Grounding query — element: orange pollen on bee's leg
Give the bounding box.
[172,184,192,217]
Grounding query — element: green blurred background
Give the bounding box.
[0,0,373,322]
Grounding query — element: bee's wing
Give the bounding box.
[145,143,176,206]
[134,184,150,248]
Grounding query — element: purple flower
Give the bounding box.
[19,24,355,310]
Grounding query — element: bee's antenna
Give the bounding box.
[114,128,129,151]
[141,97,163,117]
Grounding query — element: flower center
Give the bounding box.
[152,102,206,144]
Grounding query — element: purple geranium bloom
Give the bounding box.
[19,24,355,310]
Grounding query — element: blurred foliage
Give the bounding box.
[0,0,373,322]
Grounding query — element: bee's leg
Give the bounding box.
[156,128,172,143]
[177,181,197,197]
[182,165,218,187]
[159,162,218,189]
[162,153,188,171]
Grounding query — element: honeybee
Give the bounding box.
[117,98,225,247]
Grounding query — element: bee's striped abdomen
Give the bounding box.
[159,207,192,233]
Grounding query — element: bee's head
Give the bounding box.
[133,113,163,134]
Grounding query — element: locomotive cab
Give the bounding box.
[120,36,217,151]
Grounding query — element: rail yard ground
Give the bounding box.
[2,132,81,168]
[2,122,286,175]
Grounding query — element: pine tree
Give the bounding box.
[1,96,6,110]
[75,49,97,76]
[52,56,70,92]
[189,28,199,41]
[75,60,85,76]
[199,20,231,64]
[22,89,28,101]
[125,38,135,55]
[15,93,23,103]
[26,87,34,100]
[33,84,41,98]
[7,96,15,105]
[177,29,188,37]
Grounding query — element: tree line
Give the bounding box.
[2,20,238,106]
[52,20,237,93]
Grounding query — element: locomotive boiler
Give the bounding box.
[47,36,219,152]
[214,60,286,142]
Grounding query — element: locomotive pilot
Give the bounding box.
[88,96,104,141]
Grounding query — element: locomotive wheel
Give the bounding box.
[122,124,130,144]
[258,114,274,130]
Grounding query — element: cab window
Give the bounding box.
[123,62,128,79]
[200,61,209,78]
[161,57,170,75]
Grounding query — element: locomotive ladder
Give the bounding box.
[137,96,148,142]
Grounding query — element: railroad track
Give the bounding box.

# [TASK OBJECTIVE]
Rewrite all the rows above, substituting "engine" for every "locomotive" and leaving everything else as it is.

# [COMPLETE RESPONSE]
Grounding query — element: orange pollen on bee's leg
Give the bounding box.
[172,184,192,217]
Grounding query — element: green blurred background
Give the bounding box.
[0,0,373,322]
Grounding query — element: bee's wing
Give the bounding box.
[145,143,176,206]
[134,184,150,248]
Grounding query — element: purple flower
Give the bounding box.
[19,24,355,310]
Grounding query — element: bee's antenna
Give the bounding box.
[114,128,129,151]
[141,97,163,117]
Grounding query — element: flower center
Give the bounding box.
[152,102,206,144]
Grounding query — element: purple geranium bloom
Give the bounding box.
[19,24,355,310]
Grounding query — element: blurred foliage
Give the bounding box.
[0,0,373,322]
Grounding query — element: bee's leg
Give the bounding box.
[156,128,172,143]
[177,181,197,197]
[182,165,218,187]
[159,162,218,189]
[162,153,188,171]
Grounding query — element: honeybee
Give the bounding box.
[117,98,225,247]
Grounding query — element: bee's striped abdomen
Give the bounding box.
[159,207,192,233]
Grounding query — element: bee's head
Give the bounding box.
[133,113,163,134]
Grounding query — element: engine cab
Give the bounding box.
[120,36,217,151]
Grounding query — element: rail yard ground
Give the bounding box.
[2,132,81,168]
[2,122,286,175]
Grounding query — element: pine tree
Give the bounding box.
[1,96,6,110]
[75,49,97,76]
[52,56,70,92]
[189,28,199,41]
[75,60,85,76]
[199,20,231,64]
[22,89,28,101]
[125,38,135,55]
[15,93,23,103]
[26,87,34,100]
[33,84,41,98]
[7,96,15,105]
[177,29,188,37]
Grounding query — element: tree line
Give the bounding box.
[2,20,238,106]
[52,20,237,93]
Grounding query — element: engine boiler
Give the bounding box.
[47,36,219,152]
[214,60,286,142]
Grounding query — element: engine pilot
Give the bounding box.
[88,96,104,141]
Grounding query — element: engine wheel
Give the bounding box.
[122,124,130,144]
[258,114,274,130]
Grounding query — element: cab window
Give the bounding box.
[123,62,128,79]
[200,61,209,78]
[161,57,170,75]
Grounding query — element: engine ladder
Give the bounding box.
[137,96,148,142]
Grounding query — element: railroad track
Give the bounding box.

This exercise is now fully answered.